Dataset entries about object locations
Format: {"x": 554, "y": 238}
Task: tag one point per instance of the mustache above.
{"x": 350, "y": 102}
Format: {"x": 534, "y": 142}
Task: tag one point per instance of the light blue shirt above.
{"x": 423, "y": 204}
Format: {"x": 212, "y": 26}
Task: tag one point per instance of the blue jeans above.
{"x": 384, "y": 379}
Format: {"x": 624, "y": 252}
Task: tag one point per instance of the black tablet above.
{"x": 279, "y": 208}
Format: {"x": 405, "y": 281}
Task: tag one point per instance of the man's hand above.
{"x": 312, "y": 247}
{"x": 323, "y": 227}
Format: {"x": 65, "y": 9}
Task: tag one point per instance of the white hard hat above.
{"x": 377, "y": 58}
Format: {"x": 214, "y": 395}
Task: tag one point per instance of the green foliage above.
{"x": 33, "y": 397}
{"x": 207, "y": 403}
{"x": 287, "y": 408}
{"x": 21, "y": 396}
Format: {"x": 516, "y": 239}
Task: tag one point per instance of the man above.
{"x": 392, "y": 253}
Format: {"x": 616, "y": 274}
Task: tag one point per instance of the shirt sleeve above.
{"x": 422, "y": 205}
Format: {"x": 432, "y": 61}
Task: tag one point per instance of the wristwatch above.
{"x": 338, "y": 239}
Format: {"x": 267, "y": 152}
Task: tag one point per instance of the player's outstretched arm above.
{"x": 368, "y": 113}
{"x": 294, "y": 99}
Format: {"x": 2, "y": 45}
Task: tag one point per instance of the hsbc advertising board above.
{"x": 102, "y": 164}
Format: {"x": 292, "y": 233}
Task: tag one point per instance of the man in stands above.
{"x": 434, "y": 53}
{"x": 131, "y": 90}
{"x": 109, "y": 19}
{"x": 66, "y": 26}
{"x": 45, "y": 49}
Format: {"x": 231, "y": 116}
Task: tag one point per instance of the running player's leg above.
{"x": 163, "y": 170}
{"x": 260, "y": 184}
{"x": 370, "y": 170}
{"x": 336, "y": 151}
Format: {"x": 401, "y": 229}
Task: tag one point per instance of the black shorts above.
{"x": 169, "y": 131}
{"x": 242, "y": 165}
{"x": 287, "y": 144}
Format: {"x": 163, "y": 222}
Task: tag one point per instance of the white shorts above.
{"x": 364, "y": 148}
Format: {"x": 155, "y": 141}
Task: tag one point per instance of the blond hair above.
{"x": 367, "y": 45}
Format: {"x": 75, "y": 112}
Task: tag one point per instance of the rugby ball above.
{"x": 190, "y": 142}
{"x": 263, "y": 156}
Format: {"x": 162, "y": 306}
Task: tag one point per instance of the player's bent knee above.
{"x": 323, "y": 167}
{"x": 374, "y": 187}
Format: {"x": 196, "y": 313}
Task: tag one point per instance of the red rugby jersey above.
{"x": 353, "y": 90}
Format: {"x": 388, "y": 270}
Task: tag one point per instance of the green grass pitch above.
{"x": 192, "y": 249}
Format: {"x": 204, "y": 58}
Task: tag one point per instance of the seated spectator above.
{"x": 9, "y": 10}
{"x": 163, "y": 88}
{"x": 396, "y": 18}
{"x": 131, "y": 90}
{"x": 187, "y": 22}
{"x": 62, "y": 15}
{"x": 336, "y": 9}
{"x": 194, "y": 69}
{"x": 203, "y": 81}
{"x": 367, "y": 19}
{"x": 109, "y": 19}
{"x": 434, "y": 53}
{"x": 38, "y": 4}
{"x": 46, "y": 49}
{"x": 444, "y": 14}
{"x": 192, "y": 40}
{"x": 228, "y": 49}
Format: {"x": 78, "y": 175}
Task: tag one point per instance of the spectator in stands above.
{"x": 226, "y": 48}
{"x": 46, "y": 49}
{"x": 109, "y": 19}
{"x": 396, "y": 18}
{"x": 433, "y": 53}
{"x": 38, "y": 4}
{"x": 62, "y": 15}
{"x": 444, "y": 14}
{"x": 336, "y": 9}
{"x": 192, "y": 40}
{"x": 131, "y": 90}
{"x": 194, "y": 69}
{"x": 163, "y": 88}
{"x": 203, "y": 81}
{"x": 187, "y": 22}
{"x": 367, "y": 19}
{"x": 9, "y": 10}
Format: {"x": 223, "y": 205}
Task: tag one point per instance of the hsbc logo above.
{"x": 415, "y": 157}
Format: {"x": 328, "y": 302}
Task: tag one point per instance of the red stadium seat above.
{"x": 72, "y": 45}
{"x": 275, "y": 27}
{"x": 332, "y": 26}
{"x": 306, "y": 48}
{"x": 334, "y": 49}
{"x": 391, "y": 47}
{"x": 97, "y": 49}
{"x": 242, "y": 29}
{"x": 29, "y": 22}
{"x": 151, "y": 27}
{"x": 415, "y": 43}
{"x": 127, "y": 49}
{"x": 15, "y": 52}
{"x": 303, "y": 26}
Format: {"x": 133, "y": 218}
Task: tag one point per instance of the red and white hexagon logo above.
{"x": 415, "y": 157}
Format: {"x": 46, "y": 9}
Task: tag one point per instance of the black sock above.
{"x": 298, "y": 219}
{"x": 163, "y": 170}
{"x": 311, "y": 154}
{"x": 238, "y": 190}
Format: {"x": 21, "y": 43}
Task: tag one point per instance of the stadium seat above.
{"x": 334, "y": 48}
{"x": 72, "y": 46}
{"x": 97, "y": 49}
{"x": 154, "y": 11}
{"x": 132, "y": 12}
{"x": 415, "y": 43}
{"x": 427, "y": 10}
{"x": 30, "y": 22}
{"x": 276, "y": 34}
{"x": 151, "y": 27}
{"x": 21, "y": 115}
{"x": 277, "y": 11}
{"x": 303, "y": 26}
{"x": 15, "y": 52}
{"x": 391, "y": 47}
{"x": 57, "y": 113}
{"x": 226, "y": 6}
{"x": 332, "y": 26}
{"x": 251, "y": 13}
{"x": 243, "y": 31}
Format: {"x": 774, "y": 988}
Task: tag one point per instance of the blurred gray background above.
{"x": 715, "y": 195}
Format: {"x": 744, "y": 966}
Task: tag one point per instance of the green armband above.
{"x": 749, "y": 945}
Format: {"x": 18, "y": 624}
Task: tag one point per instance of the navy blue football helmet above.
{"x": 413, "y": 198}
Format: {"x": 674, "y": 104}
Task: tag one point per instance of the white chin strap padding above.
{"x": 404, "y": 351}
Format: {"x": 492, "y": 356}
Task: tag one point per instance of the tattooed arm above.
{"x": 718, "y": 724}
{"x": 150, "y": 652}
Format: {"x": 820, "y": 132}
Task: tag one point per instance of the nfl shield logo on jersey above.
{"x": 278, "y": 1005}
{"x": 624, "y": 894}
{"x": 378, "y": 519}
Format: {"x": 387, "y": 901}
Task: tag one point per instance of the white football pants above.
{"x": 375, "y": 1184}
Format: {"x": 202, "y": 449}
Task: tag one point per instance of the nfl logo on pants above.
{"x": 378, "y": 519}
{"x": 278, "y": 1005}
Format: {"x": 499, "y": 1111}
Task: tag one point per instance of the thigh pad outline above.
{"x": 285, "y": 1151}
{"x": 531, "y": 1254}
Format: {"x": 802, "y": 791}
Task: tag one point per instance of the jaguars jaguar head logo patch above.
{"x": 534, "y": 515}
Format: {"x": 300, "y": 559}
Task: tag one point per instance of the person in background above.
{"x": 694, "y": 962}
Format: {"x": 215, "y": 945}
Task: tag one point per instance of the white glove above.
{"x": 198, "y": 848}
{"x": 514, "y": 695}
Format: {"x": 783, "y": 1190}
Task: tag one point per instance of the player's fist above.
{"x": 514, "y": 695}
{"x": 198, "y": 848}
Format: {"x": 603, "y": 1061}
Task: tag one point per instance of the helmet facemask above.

## Problem requirements
Count the lines in the entries above that contain the string "blue", treating uppercase and lowercase as different. Reply with the number only.

## Output
3